(Information provided begins)

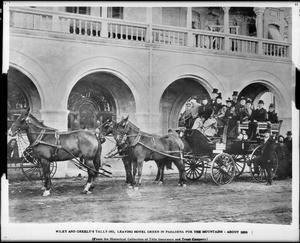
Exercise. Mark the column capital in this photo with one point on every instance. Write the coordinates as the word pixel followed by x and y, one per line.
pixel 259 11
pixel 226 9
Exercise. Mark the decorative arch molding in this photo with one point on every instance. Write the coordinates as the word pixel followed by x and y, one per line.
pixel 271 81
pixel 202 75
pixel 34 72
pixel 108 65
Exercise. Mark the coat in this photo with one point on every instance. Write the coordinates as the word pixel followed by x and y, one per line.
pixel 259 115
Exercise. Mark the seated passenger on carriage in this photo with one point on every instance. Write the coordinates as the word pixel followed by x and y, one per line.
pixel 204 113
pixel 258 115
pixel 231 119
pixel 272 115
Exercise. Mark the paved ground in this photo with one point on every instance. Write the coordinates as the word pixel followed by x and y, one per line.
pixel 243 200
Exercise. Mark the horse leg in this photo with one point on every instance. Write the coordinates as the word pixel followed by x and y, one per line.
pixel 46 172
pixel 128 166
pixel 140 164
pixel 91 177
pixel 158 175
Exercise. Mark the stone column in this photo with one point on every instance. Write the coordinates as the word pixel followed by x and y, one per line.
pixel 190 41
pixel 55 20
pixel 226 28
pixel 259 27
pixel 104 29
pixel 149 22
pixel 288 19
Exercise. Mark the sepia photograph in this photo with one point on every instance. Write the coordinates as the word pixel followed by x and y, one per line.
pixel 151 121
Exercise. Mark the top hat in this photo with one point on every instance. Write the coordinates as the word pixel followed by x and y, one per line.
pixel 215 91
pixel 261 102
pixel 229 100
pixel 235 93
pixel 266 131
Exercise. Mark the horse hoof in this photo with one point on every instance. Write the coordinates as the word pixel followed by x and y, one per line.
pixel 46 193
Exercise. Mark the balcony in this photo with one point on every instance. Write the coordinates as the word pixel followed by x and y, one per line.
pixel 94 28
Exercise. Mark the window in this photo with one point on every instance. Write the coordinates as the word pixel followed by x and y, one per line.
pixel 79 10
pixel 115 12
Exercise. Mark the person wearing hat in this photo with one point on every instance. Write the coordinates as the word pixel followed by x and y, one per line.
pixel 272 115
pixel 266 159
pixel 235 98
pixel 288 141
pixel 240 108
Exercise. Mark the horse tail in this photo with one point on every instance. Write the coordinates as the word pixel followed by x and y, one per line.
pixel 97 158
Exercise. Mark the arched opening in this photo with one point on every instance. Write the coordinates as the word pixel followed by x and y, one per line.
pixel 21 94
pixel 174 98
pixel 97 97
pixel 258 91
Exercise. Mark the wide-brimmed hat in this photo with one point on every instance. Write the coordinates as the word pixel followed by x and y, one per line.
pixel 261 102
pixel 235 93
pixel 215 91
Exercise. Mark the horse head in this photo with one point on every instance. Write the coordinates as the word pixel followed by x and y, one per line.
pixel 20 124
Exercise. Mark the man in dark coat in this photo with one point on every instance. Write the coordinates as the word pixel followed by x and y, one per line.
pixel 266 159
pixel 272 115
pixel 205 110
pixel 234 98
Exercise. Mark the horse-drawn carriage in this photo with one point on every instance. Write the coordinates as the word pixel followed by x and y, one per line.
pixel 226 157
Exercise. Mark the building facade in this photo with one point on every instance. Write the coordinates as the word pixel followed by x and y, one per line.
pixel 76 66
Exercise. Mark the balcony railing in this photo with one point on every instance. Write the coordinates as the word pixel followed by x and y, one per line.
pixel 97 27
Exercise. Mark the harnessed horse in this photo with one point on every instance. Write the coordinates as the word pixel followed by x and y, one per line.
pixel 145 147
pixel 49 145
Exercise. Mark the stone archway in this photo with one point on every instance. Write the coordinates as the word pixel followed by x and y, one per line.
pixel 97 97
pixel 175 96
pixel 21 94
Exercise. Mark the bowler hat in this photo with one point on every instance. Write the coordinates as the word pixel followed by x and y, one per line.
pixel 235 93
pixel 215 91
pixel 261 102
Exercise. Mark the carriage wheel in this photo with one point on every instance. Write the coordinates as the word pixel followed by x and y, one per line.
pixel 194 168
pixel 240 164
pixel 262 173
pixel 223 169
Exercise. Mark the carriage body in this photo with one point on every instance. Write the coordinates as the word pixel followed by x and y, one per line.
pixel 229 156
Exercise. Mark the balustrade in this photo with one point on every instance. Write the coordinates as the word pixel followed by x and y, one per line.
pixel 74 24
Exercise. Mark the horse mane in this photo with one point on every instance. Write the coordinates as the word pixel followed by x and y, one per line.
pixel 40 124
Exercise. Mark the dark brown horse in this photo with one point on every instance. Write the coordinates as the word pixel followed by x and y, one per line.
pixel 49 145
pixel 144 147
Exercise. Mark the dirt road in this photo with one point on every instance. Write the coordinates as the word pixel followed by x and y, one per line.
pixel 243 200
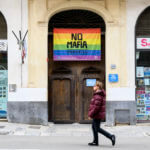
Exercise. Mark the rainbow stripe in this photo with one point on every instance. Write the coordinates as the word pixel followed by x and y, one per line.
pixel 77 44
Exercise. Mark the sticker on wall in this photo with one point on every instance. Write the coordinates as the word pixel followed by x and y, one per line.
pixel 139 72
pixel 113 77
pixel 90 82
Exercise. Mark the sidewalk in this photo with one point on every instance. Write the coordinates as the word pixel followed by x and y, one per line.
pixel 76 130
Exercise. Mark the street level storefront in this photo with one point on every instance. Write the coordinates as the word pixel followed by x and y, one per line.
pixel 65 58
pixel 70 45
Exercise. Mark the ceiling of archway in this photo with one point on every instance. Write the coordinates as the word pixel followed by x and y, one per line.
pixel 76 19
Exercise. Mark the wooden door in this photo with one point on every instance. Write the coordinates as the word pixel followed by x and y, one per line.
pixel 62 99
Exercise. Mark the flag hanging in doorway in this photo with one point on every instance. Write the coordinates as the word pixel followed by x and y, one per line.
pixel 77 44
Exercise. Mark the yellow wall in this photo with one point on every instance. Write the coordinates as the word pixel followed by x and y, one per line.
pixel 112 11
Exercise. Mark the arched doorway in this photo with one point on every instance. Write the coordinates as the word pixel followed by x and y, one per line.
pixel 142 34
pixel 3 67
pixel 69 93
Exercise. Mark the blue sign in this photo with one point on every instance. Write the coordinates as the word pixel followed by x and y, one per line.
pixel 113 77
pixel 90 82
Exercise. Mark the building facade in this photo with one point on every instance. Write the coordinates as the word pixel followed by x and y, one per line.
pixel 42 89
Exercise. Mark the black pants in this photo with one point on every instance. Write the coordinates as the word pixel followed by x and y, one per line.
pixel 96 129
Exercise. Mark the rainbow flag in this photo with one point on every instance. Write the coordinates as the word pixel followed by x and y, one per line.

(Information provided ends)

### [Work instruction]
The answer must consist of the entries above, reproduced word for word, without any pictures.

### [Response area]
Exercise. Mark the column capital in this photo with one point on every instance. Write the coordinates as the word pixel followed by x and y, one per line.
pixel 259 11
pixel 226 9
Exercise. Mark the decorative arch molding in this photo with one point on every instance. Write the coordinates as the word pixel followed by x and y, one per line.
pixel 271 81
pixel 202 75
pixel 34 72
pixel 108 65
Exercise. Mark the coat in this photo with one point on every instance. Write the coordinates as the word pixel followed by x and y, one per line.
pixel 259 115
Exercise. Mark the seated passenger on carriage in this photo with one point on every instance. Write the coordinates as the word pixel followed by x and y, one per line.
pixel 204 113
pixel 258 115
pixel 231 119
pixel 272 115
Exercise. Mark the paved ground in this photo with one point on every instance. Write the coordinates as the word pixel followed by x and y, one per line.
pixel 243 200
Exercise. Mark the horse leg in this photo with one point on every instance. Write the coordinates as the word pixel followed by x and y, one per line.
pixel 46 172
pixel 128 166
pixel 140 164
pixel 91 177
pixel 158 175
Exercise. Mark the stone column in this photo with one point on every instance. Write the coordinates as the word pixel followed by x and y, one per line.
pixel 190 41
pixel 55 20
pixel 226 28
pixel 259 27
pixel 104 29
pixel 149 22
pixel 288 19
Exercise. Mark the sepia photograph in this photo with one point on every instance. Write the coordinates as the word pixel followed by x and y, one per line.
pixel 151 121
Exercise. Mark the top hat in this photo with one point on every instance. Write the coordinates as the word pixel followed by x and y, one per line.
pixel 215 91
pixel 261 102
pixel 229 100
pixel 235 93
pixel 266 131
Exercise. Mark the horse hoof in this photo with one point on every instance. Write the coordinates as the word pixel followed by x and y, one per line.
pixel 46 193
Exercise. Mark the balcony in this photo with one point on every instance. Write the coordinates as the word pixel followed by x and y, one per line.
pixel 94 28
Exercise. Mark the window in this photo with one point on every instance. Write the coordinates as the word pixel followed by x and y, one per line.
pixel 79 10
pixel 115 12
Exercise. Mark the person wearing hat in this photo with one point on every instance. Write the coordinates as the word pixel followed by x and y, one per line.
pixel 272 115
pixel 266 159
pixel 235 98
pixel 288 141
pixel 240 108
Exercise. Mark the horse tail in this photo with one point on every instance. Write the coordinates as the word pixel followed by x and y, one per line.
pixel 97 158
Exercise. Mark the arched opening in this photo with one point on every instance. Write the coordinates as the word pixel followed by x and y, one per line.
pixel 21 94
pixel 174 98
pixel 97 97
pixel 258 91
Exercise. Mark the wide-brimmed hat in this photo with one point on every instance. Write the coordinates as the word pixel followed by x and y, one per line.
pixel 261 102
pixel 235 93
pixel 215 91
Exercise. Mark the horse head in this photo with one point on every instance. Write the coordinates as the word pixel followed by x and y, one per line.
pixel 20 124
Exercise. Mark the man in dark coat in this photo with one point on every instance. Write the coordinates as the word pixel followed by x and y, one per line.
pixel 266 159
pixel 272 115
pixel 205 110
pixel 234 98
Exercise. Mark the horse-drawn carriage in this photo with one point on every instance. Write the coordinates as the word pixel followed by x and y, one per line.
pixel 226 157
Exercise. Mark the building facade in this photo with one point on every instance. Write the coordinates as the word pixel followed by x and y, one per line.
pixel 76 66
Exercise. Mark the balcony railing in this photo with one point on every instance. Write the coordinates as the word pixel followed by x and y, one per line.
pixel 97 27
Exercise. Mark the harnessed horse in this photo with one point on every instance. Write the coordinates as the word pixel followed by x and y, one per line.
pixel 145 147
pixel 49 145
Exercise. Mark the stone archway in this photo with one point on every instance. Write the coordinates as the word pixel followed by x and y, one per line.
pixel 97 97
pixel 175 96
pixel 21 94
Exercise. Mark the bowler hat in this photo with one point on every instance. Write the coordinates as the word pixel followed by x and y, one per line.
pixel 235 93
pixel 215 91
pixel 261 102
Exercise. Mark the carriage wheel in this photo with one point on every instance. Write the coordinates as the word pixel followed by x and y, one per line.
pixel 194 168
pixel 240 164
pixel 262 173
pixel 223 169
Exercise. Mark the carriage body in this photo with one point on every instance. Write the coordinates as the word pixel followed by x and y, one per line.
pixel 229 156
Exercise. Mark the balustrade in this photo with one point on every instance. Write the coordinates as the word pixel followed by x and y, one per line.
pixel 74 24
Exercise. Mark the horse mane in this photo with one point on every instance. Write the coordinates as the word pixel followed by x and y, one per line.
pixel 40 124
Exercise. Mark the dark brown horse in this photo with one point on every instance. Write the coordinates as the word pixel followed by x and y, one per line.
pixel 49 145
pixel 144 147
Exercise. Mark the dirt road in this photo with one point on every instance. Write the coordinates as the word pixel followed by x and y, one per line.
pixel 243 200
Exercise. Mark the rainbow stripe in this photo with one point on every instance. Write the coordinates as the word pixel followed by x and y, one per line.
pixel 77 44
Exercise. Mark the sticker on wall in this photo with one point on every instance. Write the coordinates as the word pixel followed by x and y, one per line.
pixel 139 72
pixel 113 77
pixel 90 82
Exercise. Mark the sidewalk in this photo with one point on every instance. Write the coordinates as the word pixel followed by x and y, one per line.
pixel 76 130
Exercise. Mark the street level storefront in this photo with one point on every instance. Write the coordinates as the word pixel followed by x and y, one per line.
pixel 65 58
pixel 70 45
Exercise. Mark the ceiling of archway in this photo with one point on every instance. Write the coordinates as the word pixel followed by x and y, one per line.
pixel 76 19
Exercise. Mark the wooden door in this photo with one point on every instance. Write the coordinates as the word pixel followed by x and y, one per line.
pixel 62 99
Exercise. Mark the flag hanging in doorway in this photo with one point on every instance. Write the coordinates as the word pixel followed by x and y, one per line.
pixel 77 44
Exercise. Mark the yellow wall in this photo with one point on every instance. Write the coordinates as the word pixel followed by x and y, one per line.
pixel 112 11
Exercise. Mark the arched doorway in this photo with one point on every instance. Write the coordinates as the word pixel followed by x and y, one per line.
pixel 142 34
pixel 3 67
pixel 69 93
Exercise. Mark the blue sign in this photo with one point on every instance. Write the coordinates as the word pixel followed by x and y, one per line.
pixel 113 77
pixel 90 82
Exercise. Mark the building facade in this photo with one point on every instance. Write the coordinates as the word pixel followed by x and y, one per line.
pixel 42 89
Exercise. Mark the black pants in this photo with one point on every instance. Write the coordinates as the word pixel followed by x and y, one per line.
pixel 96 129
Exercise. Mark the rainbow flag in this photo with one point on every instance. Write the coordinates as the word pixel followed by x and y, one per line.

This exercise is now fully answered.